Early-Stage: Many countries are in preliminary stages. For instance, Mexico allows crypto under its fintech law but is developing further detail, while Argentina and Ecuador are piloting tokenization sandboxes. African markets such as Kenya and Nigeria are studying crypto laws with IMF and World Bank input. In Latin America, beyond Brazil and Argentina, jurisdictions like Chile and Peru are monitoring crypto growth.
Restrictive: Some governments allow only limited crypto activities. Qatar’s new digital-asset framework explicitly excludes cryptocurrencies and stablecoins. Saudi Arabia has no crypto law and treats crypto with caution. Other Gulf states such as Kuwait and Oman have issued warnings or limited engagement.
Prohibitive: China, Vietnam, and a few others effectively ban crypto trading and mining. (For example, China’s blanket crypto ban has been in place since 2021.)
United States
Takeaway: U.S. policymakers are sharply focused on stablecoins and cross-agency clarity. In early 2025, the House passed the STABLE Act (Stablecoin Transparency and Accountability for a Better Ledger Economy) by bipartisan vote (32–17), and the Senate Banking Committee advanced the GENIUS Act (Guiding and Establishing National Innovation for U.S. Stablecoins). Both would establish stringent reserve and disclosure rules for dollar-backed stablecoins. These proposals await floor votes in the new Congress.

Records from a data collection
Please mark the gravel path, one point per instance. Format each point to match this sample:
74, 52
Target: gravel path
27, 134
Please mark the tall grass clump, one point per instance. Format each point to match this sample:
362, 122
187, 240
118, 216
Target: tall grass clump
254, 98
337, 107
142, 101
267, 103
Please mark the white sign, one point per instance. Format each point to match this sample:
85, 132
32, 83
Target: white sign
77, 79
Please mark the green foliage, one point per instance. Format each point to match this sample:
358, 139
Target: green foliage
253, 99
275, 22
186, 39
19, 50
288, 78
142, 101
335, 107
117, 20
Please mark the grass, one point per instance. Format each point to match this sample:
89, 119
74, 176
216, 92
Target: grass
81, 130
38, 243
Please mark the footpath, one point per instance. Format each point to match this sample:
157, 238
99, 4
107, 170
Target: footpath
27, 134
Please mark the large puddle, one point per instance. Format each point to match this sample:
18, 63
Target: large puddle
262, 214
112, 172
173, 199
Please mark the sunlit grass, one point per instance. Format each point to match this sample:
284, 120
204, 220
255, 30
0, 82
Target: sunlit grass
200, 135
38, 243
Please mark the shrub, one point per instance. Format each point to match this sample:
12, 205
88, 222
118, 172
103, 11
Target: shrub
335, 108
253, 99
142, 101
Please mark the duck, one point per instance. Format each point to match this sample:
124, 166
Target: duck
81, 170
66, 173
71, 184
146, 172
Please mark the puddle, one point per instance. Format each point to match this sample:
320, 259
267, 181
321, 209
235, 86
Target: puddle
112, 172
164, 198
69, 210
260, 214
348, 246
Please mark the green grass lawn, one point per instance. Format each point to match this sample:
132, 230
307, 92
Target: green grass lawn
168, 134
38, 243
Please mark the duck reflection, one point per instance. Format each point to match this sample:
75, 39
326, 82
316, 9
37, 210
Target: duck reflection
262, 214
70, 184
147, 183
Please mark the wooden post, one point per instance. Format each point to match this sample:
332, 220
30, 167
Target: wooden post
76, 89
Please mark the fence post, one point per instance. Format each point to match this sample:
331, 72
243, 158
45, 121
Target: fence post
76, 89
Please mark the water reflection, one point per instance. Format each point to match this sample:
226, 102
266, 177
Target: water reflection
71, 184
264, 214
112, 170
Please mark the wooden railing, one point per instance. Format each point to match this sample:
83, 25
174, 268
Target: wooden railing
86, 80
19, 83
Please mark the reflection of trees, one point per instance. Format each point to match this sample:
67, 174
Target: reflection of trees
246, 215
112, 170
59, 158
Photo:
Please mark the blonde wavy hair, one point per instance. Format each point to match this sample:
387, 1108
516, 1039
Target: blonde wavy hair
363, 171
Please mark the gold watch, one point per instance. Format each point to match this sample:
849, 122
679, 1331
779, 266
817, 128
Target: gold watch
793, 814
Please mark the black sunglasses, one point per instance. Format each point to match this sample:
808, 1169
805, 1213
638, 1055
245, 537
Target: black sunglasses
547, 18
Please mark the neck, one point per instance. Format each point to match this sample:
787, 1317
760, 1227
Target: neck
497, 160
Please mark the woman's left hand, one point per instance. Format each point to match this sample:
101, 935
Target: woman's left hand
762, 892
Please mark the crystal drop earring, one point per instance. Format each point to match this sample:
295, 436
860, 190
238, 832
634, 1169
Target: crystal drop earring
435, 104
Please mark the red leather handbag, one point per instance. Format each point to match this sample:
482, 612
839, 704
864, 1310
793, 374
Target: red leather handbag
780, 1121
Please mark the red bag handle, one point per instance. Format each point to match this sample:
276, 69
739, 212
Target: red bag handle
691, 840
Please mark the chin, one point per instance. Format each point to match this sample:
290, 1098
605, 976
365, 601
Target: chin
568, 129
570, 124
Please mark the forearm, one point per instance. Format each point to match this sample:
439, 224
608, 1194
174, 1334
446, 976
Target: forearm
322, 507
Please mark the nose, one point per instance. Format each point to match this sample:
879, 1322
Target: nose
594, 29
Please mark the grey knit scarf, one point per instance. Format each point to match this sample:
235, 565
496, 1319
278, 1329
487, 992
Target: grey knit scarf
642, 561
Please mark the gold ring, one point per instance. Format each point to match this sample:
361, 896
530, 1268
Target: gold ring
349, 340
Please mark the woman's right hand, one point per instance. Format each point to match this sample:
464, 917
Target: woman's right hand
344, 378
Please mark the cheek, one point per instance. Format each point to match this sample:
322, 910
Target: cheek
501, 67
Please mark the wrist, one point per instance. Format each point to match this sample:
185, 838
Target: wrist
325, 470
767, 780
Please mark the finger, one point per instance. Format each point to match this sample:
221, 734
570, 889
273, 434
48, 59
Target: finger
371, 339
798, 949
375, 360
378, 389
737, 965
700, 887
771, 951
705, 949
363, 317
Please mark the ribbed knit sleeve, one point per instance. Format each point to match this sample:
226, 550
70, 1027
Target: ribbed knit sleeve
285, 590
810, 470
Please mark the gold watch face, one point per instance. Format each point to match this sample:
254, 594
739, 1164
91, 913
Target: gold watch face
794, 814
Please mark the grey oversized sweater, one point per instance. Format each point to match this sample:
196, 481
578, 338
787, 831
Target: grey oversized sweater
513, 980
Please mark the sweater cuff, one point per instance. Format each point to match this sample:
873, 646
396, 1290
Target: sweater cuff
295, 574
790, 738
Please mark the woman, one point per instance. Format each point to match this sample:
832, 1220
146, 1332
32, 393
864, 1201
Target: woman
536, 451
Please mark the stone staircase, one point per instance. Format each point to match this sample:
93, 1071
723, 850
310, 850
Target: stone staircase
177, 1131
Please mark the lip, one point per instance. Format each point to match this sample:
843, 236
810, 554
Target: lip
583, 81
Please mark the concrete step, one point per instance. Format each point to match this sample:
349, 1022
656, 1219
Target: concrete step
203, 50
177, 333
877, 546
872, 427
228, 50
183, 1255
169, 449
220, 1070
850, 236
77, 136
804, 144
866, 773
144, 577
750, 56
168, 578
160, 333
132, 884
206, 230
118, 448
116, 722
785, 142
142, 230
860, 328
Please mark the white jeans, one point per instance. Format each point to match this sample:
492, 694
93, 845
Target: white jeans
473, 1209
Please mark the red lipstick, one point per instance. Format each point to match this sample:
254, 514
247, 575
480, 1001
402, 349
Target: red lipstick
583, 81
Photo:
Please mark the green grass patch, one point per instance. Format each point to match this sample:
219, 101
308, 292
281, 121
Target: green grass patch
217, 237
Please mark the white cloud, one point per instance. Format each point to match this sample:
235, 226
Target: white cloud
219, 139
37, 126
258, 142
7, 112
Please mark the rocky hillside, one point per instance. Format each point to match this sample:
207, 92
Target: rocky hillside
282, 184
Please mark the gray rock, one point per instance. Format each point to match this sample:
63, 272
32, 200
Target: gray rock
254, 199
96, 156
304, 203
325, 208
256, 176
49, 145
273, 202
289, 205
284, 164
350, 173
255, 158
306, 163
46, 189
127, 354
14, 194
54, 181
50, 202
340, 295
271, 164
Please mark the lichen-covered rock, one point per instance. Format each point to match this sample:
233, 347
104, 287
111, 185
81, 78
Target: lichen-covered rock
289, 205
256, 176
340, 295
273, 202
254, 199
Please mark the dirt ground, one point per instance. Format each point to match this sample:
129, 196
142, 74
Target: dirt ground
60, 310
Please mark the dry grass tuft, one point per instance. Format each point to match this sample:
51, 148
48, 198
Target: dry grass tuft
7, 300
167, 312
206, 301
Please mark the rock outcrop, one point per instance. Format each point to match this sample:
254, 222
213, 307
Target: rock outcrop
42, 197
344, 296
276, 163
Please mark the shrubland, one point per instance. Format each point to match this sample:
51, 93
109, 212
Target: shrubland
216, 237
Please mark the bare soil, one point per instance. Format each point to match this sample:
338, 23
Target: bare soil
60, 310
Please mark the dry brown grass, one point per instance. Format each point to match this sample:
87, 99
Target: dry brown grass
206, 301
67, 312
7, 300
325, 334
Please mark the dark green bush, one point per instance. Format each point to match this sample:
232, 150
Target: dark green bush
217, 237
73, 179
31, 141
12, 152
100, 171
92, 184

* * *

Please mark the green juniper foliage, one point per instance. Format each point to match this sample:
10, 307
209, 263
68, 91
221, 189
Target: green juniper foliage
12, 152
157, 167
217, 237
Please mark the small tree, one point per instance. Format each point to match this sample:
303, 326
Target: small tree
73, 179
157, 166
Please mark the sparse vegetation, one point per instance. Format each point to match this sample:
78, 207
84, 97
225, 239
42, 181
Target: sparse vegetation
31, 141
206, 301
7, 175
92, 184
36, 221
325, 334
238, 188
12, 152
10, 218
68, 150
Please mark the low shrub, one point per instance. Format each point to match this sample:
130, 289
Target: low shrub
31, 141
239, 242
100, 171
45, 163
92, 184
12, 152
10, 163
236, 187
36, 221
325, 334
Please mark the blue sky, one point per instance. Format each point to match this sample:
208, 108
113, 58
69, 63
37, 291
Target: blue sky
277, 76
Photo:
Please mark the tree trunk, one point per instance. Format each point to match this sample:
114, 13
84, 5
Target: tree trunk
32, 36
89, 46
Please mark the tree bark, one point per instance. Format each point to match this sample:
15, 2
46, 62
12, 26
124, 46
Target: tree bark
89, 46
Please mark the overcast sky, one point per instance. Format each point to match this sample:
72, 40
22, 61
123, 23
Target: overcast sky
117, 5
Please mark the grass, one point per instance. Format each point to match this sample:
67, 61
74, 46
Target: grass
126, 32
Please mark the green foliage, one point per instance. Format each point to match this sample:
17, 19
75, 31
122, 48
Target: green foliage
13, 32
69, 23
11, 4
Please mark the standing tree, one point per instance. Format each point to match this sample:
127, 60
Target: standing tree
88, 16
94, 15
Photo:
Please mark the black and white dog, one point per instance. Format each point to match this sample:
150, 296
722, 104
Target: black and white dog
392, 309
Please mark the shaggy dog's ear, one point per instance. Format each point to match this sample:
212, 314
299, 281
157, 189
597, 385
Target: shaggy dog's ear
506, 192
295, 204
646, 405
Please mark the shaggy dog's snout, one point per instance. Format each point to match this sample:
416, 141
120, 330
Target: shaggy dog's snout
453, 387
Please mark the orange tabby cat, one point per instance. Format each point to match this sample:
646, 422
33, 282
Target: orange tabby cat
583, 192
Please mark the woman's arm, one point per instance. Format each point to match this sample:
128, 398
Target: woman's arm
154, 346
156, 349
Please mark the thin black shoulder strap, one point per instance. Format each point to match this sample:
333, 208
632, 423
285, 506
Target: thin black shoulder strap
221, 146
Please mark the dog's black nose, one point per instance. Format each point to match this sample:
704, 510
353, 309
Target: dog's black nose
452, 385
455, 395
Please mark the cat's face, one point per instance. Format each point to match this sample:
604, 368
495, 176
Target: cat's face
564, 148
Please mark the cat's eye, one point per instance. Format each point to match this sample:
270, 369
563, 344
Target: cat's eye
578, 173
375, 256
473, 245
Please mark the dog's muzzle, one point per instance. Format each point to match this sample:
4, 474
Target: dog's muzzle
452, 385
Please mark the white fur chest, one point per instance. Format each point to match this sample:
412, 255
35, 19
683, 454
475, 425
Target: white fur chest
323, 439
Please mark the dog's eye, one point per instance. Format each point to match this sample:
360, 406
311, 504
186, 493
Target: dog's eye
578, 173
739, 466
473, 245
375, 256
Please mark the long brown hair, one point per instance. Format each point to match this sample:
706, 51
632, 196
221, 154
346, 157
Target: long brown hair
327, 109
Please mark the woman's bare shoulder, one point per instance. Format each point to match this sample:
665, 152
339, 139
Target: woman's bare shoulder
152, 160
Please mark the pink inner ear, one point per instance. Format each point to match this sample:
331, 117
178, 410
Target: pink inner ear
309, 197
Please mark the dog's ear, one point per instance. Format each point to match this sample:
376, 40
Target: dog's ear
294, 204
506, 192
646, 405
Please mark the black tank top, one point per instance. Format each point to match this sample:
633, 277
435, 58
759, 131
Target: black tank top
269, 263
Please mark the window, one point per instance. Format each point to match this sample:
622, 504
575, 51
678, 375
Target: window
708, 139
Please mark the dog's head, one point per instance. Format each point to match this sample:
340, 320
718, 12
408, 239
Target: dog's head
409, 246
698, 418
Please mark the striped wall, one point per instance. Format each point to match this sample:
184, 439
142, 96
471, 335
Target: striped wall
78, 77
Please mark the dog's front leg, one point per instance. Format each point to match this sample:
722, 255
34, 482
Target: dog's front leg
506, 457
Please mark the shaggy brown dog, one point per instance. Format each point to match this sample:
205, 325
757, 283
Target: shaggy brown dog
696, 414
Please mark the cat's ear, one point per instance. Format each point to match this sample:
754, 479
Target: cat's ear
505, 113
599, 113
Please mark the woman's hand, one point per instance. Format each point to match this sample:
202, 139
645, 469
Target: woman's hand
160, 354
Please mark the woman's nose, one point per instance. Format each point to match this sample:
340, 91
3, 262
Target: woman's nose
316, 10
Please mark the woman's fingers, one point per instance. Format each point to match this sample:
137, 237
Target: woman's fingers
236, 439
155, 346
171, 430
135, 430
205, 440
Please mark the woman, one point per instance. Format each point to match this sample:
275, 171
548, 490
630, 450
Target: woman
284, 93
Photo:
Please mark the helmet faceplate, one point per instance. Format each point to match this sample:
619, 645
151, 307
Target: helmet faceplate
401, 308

---

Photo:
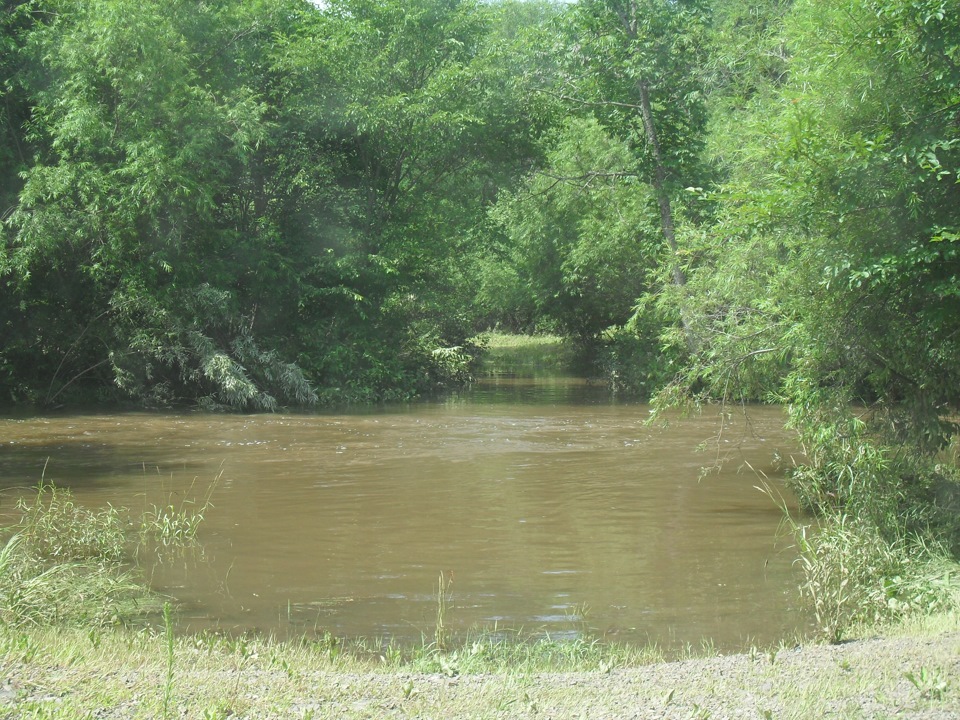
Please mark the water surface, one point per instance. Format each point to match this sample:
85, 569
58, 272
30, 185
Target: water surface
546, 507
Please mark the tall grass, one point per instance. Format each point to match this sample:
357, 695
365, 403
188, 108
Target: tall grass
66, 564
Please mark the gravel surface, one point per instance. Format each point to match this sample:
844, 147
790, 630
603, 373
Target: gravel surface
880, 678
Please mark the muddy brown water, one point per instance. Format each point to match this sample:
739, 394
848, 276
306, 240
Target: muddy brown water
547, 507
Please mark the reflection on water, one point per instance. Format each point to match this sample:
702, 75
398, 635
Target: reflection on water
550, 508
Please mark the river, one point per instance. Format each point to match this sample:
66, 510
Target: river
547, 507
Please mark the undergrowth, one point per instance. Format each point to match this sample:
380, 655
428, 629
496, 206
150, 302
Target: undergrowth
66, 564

# [DIRECTION A]
Rewrite the paragraph beginning "Restrictive: Some governments" from the crypto regulation text as a short bulleted list, keeping its main facts.
# [DIRECTION B]
Answer these questions from the crypto regulation text, one line each:
(i) Which two African markets are studying crypto laws with IMF and World Bank input?
(ii) Since what year has China's blanket crypto ban been in place?
(iii) What kinds of stablecoins would the STABLE Act and the GENIUS Act set reserve and disclosure rules for?
# [DIRECTION C]
Continue the crypto regulation text, picking up after its final sentence.

# [OUTPUT A]
Restrictive approach: only limited crypto activities allowed
- Qatar: new digital-asset framework explicitly excludes cryptocurrencies and stablecoins
- Saudi Arabia: no crypto law; treats crypto with caution
- Kuwait and Oman: have issued warnings or limited engagement

# [OUTPUT B]
(i) Kenya and Nigeria.
(ii) 2021.
(iii) Dollar-backed stablecoins.

# [OUTPUT C]
Meanwhile, former President Trump has publicly pushed a “national cryptocurrency strategy,” ordering a crypto working group to report on a U.S. bitcoin reserve and digital-asset stockpile. In the regulatory arena, Democrats and Republicans alike are alarmed by SEC enforcement targeting crypto issuers (e.g., charges against token exchanges as unregistered securities). Legislative bills like FIT21 and related efforts aim to finally allocate digital-asset oversight between the SEC and the CFTC to avoid overlapping claims.
On the latter point, the bipartisan FIT21 draft (co-sponsored by Senators Scott, Hagerty, etc.) would create clear SEC vs. CFTC jurisdictions and a new category for “permitted payment stablecoins” under joint supervision. U.S. regulators are also moving: Commissioner Peirce’s SEC Crypto Task Force is soliciting public input on custody, lending, staking, and clearing for crypto securities (potentially easing crypto lending and staking under securities law), while CFTC leadership favors calling most cryptocurrencies “commodities.”
Finally, bank regulators are issuing guidance on fintech and crypto custody (the OCC and FDIC have provided crypto guidance in 2022–2024). Overall, market participants should watch for final votes on stablecoin and exchange bills and prepare for regulatory action by both agencies: the emerging U.S. framework promises clear stablecoin standards and a redefined SEC/CFTC turf, signaling more issuance controls and anti-fraud oversight for crypto markets.
European Union
Takeaway: The EU now has a harmonised crypto law (MiCA), with AML and transfer rules tightening. In May 2023, the EU formally adopted the MiCA regulation, a first-of-its-kind law covering most crypto-asset services. MiCA’s registration/licensing, transparency, stablecoin reserve, and consumer-protection rules took effect on 30 December 2024. EU member states and regulators are implementing MiCA’s Level-2 details, including technical standards for stablecoin backing, trading platforms, and disclosures.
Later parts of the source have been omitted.